[REQUIRED TASK]
In the notes on art teachers, write out the passage starting with "Matt Archambault: Fantastic" and going on through "you wish, etc.", word for word.

[SOURCE EXCERPT]
-=-=-
Matt Archambault: Fantastic for semi-beginners at figure drawing. If you're more advanced, you'll mostly be using his class to figure draw rather than learn. You take him freshman year.

Stephen Gaffney: Great for everything non-beginner figure drawing. He'll get you out of that "Draw with boxes for heads" phase.

Don Poynter: The best for perspective and layout drawing. He has a pinpoint eye for perfect perspective, and a really good storyboard class as well.

Richard Gorey: Great storyboarding teacher, he'll help you understand the pitching process, practice with it, building a pitch bible if you wish, etc.

James Grimaldi: Great screenwriting teacher. He is listed as storyboard and you will be doing storyboards, but he can't draw, he's a writer through and through and will improve purely your storytelling skill, not so much your drawing skills.
-=-=-
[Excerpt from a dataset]

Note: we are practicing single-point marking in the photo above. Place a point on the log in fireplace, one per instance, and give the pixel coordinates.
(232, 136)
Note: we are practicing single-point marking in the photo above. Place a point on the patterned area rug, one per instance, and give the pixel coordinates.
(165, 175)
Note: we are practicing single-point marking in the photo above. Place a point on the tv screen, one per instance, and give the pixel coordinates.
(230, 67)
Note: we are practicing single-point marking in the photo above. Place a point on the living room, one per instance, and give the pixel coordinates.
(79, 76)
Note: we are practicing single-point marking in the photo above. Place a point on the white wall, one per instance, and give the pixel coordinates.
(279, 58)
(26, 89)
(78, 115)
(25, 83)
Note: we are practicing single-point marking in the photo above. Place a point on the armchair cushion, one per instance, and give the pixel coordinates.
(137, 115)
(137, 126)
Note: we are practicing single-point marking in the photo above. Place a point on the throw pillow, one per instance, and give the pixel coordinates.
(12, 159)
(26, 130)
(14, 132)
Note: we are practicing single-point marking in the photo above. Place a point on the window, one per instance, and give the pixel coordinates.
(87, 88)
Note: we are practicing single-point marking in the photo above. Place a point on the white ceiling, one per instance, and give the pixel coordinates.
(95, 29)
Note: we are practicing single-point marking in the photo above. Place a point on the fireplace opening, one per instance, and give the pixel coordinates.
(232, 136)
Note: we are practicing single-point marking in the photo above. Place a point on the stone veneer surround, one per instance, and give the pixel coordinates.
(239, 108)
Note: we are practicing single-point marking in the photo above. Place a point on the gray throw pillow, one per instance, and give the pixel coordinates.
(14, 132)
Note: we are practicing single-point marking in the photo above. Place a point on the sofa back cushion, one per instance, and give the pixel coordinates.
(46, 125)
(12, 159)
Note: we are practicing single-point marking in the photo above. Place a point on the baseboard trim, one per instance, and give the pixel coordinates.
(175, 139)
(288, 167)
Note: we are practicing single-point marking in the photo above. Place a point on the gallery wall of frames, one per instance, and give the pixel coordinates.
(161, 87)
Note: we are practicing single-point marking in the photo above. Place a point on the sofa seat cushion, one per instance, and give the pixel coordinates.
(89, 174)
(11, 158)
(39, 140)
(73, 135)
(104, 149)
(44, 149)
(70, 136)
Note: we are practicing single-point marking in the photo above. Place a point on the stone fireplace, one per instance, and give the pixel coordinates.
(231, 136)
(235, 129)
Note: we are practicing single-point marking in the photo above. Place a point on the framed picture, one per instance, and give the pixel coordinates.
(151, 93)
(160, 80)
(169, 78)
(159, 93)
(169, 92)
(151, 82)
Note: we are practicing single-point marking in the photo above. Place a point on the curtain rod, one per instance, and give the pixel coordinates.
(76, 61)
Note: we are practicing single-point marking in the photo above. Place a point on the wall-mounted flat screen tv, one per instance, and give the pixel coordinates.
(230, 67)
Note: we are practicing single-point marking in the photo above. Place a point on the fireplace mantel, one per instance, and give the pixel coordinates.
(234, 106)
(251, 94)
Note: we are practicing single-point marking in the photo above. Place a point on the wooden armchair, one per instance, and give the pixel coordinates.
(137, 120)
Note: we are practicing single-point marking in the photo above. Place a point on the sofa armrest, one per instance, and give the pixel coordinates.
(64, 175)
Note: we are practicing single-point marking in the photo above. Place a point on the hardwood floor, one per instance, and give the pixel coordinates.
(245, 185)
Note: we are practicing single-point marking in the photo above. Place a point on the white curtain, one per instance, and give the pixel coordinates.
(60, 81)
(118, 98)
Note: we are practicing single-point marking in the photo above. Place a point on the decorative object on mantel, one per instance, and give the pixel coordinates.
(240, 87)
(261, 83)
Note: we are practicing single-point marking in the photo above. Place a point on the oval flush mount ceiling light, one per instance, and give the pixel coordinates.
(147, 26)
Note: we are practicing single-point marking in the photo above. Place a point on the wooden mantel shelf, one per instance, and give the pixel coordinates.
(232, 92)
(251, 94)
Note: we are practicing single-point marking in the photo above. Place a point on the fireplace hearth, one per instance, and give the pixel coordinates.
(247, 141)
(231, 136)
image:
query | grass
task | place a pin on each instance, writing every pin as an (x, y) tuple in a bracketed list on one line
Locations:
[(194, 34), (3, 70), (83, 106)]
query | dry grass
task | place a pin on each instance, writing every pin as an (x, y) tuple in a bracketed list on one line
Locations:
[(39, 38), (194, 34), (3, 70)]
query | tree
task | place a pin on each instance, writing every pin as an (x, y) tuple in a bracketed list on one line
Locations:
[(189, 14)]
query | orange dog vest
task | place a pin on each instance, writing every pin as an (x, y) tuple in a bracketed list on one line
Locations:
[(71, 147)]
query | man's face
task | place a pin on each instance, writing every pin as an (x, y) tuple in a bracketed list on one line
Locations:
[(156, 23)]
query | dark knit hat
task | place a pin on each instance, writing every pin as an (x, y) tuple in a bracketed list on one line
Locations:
-=-=-
[REPLY TO THE TASK]
Matt Archambault: Fantastic for semi-beginners at figure drawing. If you're more advanced, you'll mostly be using his class to figure draw rather than learn. You take him freshman year.

Stephen Gaffney: Great for everything non-beginner figure drawing. He'll get you out of that "Draw with boxes for heads" phase.

Don Poynter: The best for perspective and layout drawing. He has a pinpoint eye for perfect perspective, and a really good storyboard class as well.

Richard Gorey: Great storyboarding teacher, he'll help you understand the pitching process, practice with it, building a pitch bible if you wish, etc.